Aufgabe A:
Kannst du aus dem Text über den ZDF-Bericht zur Tour de France die Stelle von "Ich würde ihm, etwas" bis einschließlich "Deutschland zu sein." wortgetreu wiedergeben?
Aufgabe B:
Welche Personen nennt der Text über den ZDF-Bericht zur Tour de France namentlich? Führe alle auf.

Text:
Die Fahrer selbst wollen, so wie im Bericht angedeutet: „Gegenüber der ZDF (…) diese Vorwürfe zwar nicht wiederholen, korrigieren diese aber auch nicht.“ Fakt ist jedoch, dass das Team BMC, für welches George Hincapie fährt, „keine Information von den Behörden über dieses Thema erhalten“ hatte und auch Jonathan Vaughters, selbst vorgeladen und als Teammanager von Garmin-Sharp mit seinen Fahrern Zabriskie und Vande Velde vor Gericht erschienen, die Sperre als „definitiv unwahr“ bezeichnete. Das allgemeine Statement von Garmin-Sharp zum Thema Aussagen vor Gericht im Zusammenhang mit Dopingfällen, war bereits seit zwei Jahren online und bezog sich damals noch auf die Untersuchungen zum Fall Floyd Landis:
Wir können nicht ändern, was in der Vergangenheit passiert ist. Aber wir glauben es ist Zeit für Transparenz. Wir erwarten von jedem Mitglied unserer Organisation, welches von Radsport-, Anti-Doping- oder Polizeibehörden kontaktiert wird, einen offenen und ehrlichen Umgang mit diesen Behörden. In diesem Zusammenhang erwarten wir nichts weniger als die 100%ige Wahrheit – welche diese auch sein mag – auf die gestellten Fragen
Hätte sich der Autor etwas Mühe gegeben und die zahlreichen, objektiven Berichte zu diesem Thema gelesen (welche jedoch zugegebenermaßen selten auf Deutsch erscheinen) oder sich mit neuen Medien wie Twitter auseinandergesetzt, wäre er schnell auf die, zwar nicht von den Fahrern wiederholten (das wird sich genauer im Armstrong-Verfahren auflösen), aber korrigierten Informationen gestoßen.
Zum Ende des Berichts wird George Hincapie das ZDF Mikro unter die Nase gehalten und passend zur Grundstimmung des Beitrages gefragt: „What do you think, will it be difficult for Lance Armstrong? (übersetzt mit „Wird’s eng für Armstrong?“) – „I don’t know, I mean you gotta ask him that.“ („Weiss ich nicht, das müssen Sie ihn selber fragen.“). Der Reporter stellt diese Frage und weiss, dass sie entweder gar nicht, oder ungenau beantwortet wird. Er macht es, um von seinem Gegenüber eine Reaktion herauszufordern, um dem Beitrag etwas Reibungspotential zu geben.
Ich frage mich: Warum berichtet der Autor, Hermann Valkyser, von der Tour de France, wenn er nur die losesten Informationen mitnimmt, daraus ein Beitrag fertigt und seine Auffassung von einem durch und durch verlogenen Sport zur besten Sendezeit nach Deutschland schickt?
Ich würde ihm, etwas pathetisch formuliert, gerne erklären, wie viele treue Fans diesen Sport mittlerweile sehen: Es ist ein verworrenes System, durchzogen von alten Managern und Beihelfern, die entweder lügen oder schweigen. Aber es gibt auch Enthusiasten und unverbrauchte Talente, die zwar auf alte Zeiten zurückblicken, aber nur, um daraus zu lernen. Es ist auch ein schöner Sport und es ist nicht einfach, ein Radsportfan in Deutschland zu sein.

Datenauszug:
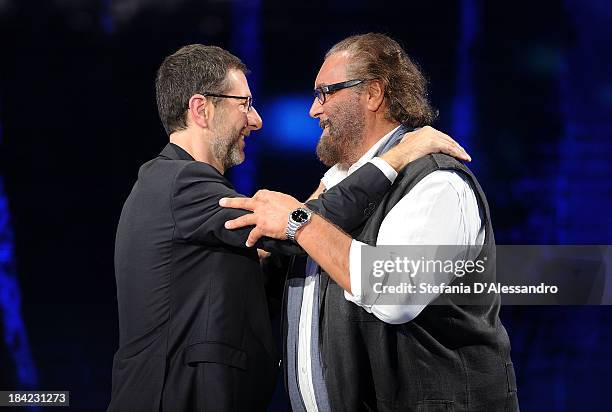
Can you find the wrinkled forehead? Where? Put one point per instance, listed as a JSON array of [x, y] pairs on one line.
[[333, 69], [238, 83]]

Endgültige Antwort A:
Ich würde ihm, etwas pathetisch formuliert, gerne erklären, wie viele treue Fans diesen Sport mittlerweile sehen: Es ist ein verworrenes System, durchzogen von alten Managern und Beihelfern, die entweder lügen oder schweigen. Aber es gibt auch Enthusiasten und unverbrauchte Talente, die zwar auf alte Zeiten zurückblicken, aber nur, um daraus zu lernen. Es ist auch ein schöner Sport und es ist nicht einfach, ein Radsportfan in Deutschland zu sein.

Endgültige Antwort B:
- George Hincapie
- Jonathan Vaughters
- Zabriskie
- Vande Velde
- Floyd Landis
- Lance Armstrong
- Hermann Valkyser